■ Directions for this task ■
Retype exactly the lines that run from the line with "Where can you spot the white snow" to the final line of the entries, keeping both ends and nothing else.

■ Referring expression pointing data ■
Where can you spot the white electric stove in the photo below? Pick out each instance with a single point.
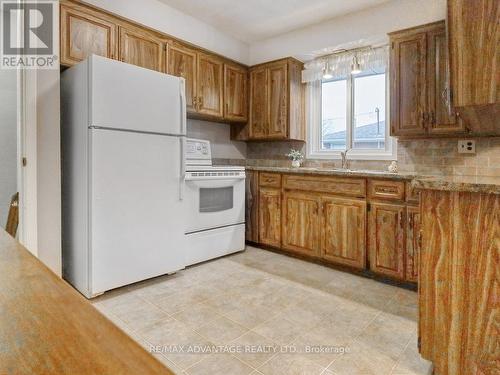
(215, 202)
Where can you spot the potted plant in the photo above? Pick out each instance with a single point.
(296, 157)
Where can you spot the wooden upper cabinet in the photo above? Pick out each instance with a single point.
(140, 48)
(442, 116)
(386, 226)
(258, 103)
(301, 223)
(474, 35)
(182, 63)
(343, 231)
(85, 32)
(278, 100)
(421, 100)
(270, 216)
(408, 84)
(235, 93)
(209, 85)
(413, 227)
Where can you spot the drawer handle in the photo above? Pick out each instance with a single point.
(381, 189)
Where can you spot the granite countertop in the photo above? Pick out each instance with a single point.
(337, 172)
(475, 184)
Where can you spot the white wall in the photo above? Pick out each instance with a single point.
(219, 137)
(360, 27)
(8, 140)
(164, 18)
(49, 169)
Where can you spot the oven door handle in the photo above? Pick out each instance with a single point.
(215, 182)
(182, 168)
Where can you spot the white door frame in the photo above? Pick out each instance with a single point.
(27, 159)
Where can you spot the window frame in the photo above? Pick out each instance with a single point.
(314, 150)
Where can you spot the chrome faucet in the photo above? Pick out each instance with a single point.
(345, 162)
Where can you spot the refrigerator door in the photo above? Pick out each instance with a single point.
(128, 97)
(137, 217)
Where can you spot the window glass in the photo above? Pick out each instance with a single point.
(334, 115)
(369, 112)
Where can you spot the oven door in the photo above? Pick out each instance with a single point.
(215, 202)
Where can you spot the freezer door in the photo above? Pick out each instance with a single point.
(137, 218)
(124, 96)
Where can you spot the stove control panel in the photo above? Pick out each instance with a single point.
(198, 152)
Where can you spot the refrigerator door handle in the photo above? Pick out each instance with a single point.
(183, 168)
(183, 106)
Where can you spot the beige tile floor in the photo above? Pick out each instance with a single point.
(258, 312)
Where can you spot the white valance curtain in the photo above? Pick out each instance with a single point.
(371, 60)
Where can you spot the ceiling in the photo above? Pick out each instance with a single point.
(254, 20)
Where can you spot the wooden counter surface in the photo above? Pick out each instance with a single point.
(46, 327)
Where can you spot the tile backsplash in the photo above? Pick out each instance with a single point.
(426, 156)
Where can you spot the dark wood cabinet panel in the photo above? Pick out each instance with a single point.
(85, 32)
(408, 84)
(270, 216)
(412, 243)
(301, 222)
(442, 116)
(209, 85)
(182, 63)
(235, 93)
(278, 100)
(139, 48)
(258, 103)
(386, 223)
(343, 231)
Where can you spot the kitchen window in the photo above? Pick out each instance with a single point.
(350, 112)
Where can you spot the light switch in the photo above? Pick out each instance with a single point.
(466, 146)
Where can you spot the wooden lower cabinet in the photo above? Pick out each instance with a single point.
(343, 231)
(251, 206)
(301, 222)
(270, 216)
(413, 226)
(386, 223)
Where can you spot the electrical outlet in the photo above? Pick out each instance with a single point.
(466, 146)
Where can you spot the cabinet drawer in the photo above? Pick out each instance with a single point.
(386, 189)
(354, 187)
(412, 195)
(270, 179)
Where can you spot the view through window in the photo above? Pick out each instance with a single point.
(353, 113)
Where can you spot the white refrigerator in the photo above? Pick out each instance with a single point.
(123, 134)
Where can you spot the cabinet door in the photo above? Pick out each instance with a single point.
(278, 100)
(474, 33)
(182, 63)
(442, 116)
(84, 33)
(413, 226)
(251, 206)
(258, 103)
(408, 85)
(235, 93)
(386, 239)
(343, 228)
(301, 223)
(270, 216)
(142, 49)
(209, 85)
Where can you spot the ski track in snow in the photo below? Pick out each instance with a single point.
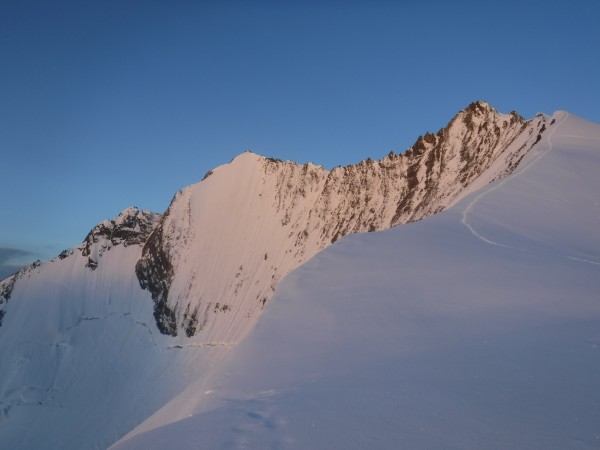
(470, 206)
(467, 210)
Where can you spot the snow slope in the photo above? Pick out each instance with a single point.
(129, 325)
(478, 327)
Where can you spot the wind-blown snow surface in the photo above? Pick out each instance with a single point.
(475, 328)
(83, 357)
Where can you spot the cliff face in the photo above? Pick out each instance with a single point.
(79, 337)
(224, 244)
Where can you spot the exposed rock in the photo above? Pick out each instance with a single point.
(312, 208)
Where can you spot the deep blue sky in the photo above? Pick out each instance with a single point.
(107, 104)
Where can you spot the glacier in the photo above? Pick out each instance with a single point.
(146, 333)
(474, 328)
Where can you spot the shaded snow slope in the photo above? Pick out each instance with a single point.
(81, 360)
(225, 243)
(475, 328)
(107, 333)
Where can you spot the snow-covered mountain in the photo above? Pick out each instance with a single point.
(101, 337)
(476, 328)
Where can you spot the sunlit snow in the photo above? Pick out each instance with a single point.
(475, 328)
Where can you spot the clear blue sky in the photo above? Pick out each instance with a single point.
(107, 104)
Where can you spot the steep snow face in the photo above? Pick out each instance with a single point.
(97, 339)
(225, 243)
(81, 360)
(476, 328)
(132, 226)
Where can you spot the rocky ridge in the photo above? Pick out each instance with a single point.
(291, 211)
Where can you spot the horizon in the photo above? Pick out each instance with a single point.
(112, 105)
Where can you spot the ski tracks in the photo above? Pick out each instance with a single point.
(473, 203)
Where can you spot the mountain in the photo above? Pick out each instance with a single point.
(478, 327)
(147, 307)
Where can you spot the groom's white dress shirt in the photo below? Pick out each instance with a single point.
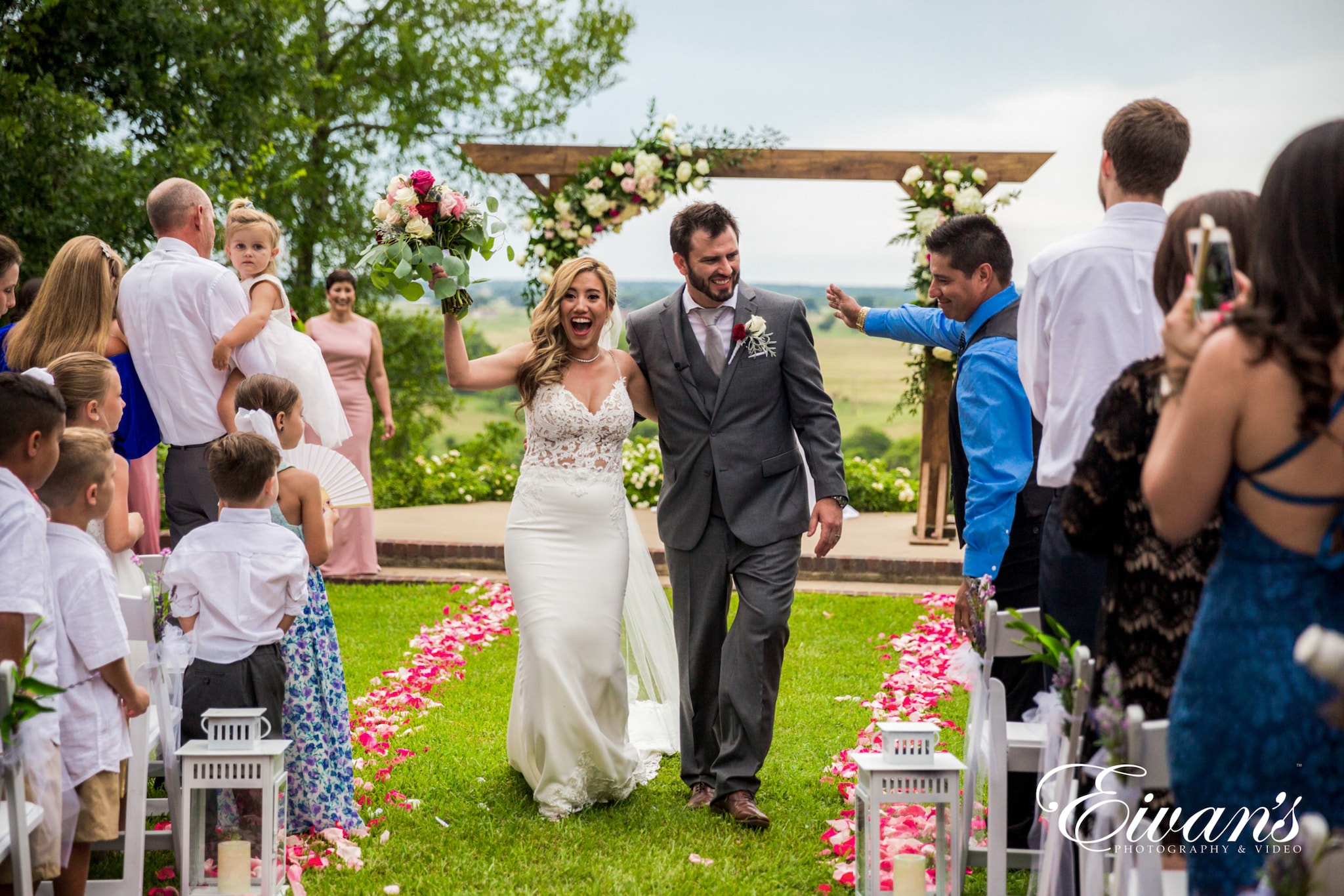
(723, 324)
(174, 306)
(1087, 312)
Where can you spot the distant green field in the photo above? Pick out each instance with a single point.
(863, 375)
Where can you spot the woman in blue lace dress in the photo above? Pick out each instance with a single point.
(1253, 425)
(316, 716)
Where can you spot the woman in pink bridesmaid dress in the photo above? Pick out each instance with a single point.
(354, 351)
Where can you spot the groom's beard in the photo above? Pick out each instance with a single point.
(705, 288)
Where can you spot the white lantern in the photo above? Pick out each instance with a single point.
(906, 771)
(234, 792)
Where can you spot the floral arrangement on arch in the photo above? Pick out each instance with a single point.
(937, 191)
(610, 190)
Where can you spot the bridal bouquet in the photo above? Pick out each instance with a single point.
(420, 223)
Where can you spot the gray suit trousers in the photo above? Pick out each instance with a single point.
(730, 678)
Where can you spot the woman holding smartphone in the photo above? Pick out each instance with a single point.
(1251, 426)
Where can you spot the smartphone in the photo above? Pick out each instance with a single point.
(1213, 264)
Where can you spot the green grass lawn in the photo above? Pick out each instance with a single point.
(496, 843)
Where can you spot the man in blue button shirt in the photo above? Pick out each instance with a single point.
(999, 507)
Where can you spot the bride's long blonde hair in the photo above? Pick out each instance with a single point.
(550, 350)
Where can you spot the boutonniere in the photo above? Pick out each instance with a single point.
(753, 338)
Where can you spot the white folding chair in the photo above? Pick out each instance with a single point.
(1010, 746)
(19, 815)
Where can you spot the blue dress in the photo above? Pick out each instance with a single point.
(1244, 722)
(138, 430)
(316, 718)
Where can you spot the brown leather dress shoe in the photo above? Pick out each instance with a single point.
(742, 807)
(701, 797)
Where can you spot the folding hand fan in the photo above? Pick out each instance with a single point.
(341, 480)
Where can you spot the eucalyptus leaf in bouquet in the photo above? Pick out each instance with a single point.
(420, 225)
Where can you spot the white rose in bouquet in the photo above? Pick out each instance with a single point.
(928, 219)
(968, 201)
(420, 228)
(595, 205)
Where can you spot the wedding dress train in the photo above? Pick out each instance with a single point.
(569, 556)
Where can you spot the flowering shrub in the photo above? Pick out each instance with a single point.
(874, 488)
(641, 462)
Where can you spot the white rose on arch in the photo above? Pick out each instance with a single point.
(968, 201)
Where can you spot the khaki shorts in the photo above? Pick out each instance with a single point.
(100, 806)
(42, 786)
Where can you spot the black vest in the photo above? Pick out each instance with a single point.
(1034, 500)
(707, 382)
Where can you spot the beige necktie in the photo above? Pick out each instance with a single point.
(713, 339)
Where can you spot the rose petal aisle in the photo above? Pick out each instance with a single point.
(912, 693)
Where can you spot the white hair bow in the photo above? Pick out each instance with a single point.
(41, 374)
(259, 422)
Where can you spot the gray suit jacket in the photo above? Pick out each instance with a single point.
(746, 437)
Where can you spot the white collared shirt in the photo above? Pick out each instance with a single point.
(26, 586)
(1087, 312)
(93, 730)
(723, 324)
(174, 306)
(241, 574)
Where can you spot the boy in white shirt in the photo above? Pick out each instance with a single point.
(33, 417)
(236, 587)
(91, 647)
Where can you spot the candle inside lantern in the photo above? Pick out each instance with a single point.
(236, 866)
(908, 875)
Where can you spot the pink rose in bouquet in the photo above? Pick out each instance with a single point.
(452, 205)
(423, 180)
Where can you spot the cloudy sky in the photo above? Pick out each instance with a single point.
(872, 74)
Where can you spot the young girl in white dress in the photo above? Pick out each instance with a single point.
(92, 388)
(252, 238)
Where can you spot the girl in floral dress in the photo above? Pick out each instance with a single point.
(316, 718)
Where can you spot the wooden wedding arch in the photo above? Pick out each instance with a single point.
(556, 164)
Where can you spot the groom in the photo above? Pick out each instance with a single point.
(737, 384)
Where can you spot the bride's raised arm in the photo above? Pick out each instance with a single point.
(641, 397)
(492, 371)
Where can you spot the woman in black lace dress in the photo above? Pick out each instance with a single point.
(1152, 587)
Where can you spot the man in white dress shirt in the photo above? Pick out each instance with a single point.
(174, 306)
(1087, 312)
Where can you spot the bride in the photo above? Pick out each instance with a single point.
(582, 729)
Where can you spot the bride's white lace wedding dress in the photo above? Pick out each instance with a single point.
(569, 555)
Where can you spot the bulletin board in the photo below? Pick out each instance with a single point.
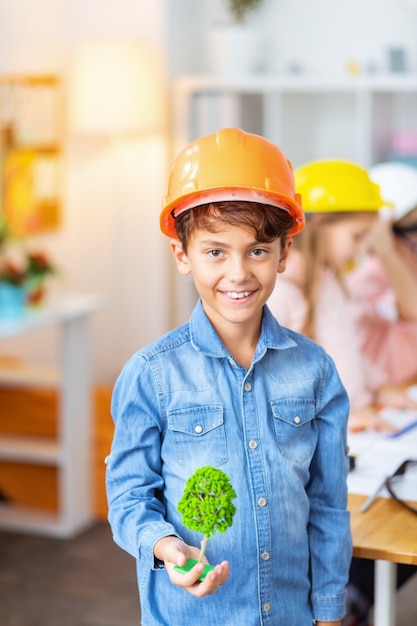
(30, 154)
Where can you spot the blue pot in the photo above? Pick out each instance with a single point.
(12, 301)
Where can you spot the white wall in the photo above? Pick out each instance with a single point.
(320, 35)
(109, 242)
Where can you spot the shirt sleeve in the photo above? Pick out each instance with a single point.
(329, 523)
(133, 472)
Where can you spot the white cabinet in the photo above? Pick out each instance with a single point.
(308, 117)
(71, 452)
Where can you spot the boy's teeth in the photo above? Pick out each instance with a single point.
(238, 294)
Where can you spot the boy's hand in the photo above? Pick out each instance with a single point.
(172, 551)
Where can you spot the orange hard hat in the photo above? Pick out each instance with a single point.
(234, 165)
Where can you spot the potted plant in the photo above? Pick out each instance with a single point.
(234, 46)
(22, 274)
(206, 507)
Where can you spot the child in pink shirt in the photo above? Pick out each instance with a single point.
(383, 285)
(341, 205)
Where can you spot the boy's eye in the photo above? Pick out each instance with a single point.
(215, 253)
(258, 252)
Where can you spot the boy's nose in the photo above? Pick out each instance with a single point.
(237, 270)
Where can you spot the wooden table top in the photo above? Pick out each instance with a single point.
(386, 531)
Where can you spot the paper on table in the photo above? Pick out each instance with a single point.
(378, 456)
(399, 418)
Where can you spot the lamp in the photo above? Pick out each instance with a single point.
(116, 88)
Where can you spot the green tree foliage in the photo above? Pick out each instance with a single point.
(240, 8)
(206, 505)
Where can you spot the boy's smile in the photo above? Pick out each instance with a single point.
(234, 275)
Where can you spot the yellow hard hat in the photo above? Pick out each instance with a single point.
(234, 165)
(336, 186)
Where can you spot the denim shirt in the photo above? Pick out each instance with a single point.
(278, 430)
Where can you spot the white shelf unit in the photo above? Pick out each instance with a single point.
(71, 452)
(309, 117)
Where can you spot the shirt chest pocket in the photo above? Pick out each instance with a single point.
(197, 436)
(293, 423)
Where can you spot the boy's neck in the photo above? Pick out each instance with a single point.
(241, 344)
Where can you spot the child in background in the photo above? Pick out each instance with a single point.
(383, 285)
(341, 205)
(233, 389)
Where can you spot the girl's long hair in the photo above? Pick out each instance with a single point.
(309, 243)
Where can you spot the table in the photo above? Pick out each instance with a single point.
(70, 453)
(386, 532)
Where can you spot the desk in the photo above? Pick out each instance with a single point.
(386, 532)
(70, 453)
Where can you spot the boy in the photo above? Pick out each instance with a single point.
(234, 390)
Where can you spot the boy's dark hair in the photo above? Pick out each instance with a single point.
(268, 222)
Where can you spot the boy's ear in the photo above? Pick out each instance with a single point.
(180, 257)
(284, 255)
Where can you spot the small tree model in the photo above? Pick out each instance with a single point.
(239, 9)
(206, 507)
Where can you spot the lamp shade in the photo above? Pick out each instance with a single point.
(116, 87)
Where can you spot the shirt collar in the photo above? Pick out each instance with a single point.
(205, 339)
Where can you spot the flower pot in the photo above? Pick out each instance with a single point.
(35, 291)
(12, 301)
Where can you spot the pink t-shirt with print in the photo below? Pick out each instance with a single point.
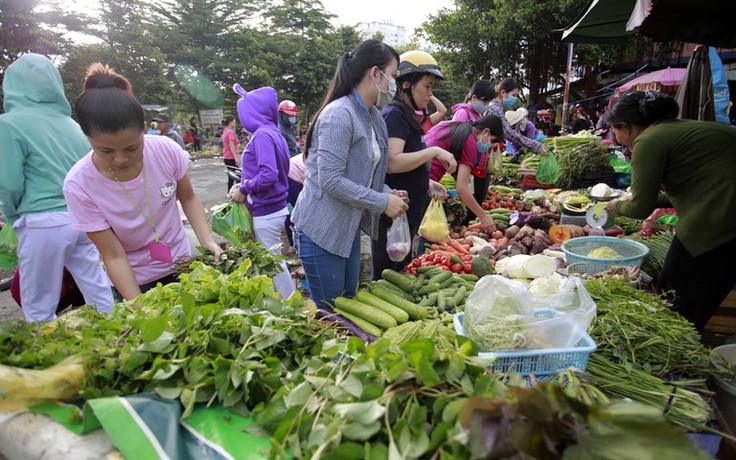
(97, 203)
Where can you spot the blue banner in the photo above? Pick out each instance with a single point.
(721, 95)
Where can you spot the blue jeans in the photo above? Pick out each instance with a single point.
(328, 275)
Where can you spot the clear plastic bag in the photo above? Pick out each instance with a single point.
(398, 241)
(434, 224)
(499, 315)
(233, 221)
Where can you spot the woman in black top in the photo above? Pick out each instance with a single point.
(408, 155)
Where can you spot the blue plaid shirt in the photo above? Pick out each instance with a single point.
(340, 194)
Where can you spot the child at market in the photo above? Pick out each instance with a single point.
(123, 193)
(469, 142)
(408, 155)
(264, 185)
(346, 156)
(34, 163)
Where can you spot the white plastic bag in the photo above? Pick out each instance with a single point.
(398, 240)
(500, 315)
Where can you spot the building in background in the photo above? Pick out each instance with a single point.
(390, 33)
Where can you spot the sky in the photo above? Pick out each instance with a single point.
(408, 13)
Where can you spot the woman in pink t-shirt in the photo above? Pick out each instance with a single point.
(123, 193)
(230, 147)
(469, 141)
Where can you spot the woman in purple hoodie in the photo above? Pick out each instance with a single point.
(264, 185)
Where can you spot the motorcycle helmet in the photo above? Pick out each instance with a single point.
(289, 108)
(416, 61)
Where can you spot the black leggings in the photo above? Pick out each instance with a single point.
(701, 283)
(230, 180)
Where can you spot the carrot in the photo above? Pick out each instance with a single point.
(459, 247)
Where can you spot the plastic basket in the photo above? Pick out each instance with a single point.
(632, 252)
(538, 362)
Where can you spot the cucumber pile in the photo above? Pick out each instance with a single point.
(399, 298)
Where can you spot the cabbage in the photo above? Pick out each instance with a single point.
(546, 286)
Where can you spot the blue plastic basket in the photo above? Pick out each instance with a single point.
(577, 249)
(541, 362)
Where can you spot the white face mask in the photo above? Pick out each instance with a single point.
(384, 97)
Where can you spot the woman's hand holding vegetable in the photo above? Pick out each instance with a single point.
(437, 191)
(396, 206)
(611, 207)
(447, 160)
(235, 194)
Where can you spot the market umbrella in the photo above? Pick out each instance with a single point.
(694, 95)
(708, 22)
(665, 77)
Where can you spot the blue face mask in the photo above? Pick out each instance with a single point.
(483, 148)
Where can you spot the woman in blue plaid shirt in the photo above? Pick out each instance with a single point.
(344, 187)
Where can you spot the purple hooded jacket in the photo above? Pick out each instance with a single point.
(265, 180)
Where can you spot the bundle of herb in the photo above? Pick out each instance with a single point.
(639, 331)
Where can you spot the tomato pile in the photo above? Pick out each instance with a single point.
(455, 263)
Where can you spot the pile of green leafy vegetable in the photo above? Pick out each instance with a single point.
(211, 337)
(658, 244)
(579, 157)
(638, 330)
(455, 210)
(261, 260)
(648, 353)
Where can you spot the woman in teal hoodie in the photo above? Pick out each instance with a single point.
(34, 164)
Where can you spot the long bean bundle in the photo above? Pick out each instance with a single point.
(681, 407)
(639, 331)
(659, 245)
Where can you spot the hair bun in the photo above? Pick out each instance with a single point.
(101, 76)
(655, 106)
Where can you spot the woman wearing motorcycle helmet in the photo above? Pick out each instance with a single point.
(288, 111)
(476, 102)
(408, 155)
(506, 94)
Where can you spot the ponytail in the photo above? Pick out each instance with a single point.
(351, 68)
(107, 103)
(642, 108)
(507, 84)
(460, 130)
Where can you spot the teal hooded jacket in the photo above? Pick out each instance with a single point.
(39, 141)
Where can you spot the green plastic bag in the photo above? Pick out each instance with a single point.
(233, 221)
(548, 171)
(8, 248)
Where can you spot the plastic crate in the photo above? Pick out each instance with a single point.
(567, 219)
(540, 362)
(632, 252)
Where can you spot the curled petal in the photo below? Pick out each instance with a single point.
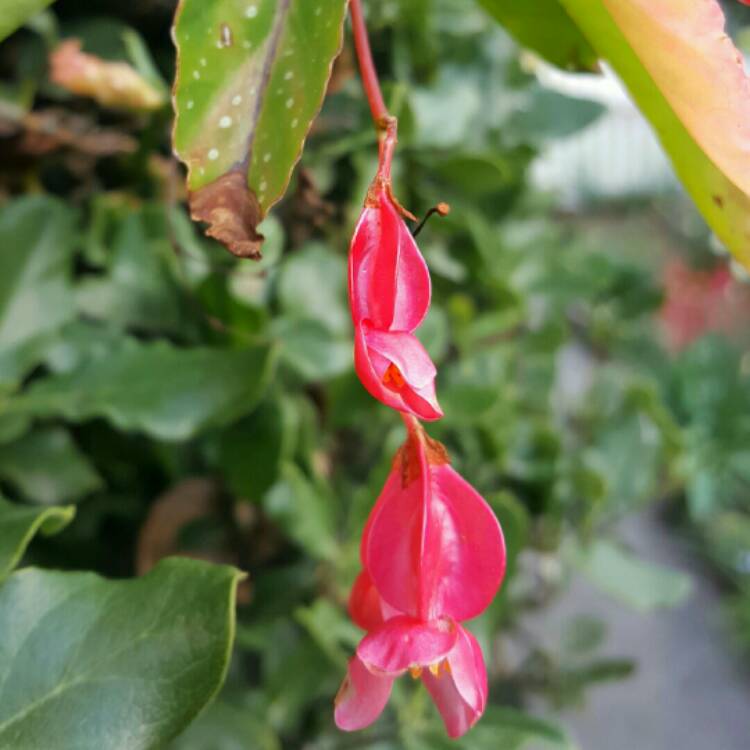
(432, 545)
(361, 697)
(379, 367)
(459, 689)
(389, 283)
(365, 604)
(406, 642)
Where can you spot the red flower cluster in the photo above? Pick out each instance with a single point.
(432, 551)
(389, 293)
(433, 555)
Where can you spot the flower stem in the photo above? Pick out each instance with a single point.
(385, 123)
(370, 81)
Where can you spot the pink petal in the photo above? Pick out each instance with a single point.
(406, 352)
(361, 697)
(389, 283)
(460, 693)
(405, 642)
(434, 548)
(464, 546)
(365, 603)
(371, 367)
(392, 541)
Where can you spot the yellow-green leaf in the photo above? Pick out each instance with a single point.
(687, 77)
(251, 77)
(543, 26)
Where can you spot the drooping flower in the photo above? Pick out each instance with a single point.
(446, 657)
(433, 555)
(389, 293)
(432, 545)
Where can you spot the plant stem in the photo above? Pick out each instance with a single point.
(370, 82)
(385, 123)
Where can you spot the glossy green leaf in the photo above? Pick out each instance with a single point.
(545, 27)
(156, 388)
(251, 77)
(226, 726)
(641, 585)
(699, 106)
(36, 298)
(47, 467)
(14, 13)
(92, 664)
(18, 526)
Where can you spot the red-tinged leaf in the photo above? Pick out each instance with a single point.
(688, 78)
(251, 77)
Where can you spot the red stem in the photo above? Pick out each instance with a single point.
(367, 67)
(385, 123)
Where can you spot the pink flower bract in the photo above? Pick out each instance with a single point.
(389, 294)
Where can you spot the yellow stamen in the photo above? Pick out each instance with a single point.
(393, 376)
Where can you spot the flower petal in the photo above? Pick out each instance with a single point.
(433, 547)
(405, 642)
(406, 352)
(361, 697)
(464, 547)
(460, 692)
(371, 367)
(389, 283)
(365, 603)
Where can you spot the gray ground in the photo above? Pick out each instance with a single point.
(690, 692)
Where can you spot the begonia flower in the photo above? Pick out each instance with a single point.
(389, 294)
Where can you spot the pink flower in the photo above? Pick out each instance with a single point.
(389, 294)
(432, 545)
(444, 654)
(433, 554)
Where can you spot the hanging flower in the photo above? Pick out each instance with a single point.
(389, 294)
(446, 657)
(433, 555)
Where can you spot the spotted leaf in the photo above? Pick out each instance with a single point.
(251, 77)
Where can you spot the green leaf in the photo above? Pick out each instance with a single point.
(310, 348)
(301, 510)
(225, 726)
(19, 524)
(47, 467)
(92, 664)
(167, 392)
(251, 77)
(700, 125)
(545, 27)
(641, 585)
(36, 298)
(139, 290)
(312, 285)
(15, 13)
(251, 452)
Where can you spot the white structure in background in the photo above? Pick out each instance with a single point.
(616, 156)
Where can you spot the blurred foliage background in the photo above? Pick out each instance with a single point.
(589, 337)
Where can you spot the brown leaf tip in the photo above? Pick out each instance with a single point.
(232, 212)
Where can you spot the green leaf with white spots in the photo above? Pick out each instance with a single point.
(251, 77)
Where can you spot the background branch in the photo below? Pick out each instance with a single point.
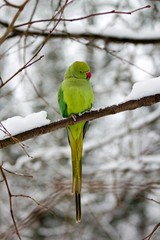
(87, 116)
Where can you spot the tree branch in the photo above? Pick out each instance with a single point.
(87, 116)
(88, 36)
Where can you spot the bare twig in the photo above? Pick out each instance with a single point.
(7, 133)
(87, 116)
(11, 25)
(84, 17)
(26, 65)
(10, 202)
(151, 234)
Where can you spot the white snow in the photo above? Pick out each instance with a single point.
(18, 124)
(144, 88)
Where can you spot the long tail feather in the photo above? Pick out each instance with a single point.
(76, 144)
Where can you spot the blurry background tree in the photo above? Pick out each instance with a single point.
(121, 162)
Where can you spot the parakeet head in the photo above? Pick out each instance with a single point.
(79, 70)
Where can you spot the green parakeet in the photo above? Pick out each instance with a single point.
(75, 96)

■ Result ■
Where can you spot the white snow in the photo above? Pick out each instance with a single point.
(18, 124)
(144, 88)
Where can you spot the long tail feather in the photo above? Pick out each instance with a single point.
(76, 144)
Where can you spot the blurry background tree in the photo above? Pick out each instance with a single point.
(121, 162)
Where can you spot the parakeet head in the photo above? Pick out each instance with a single point.
(79, 70)
Where can you spot the green parakeet in the photo above? Pick out each instance with a single point.
(75, 96)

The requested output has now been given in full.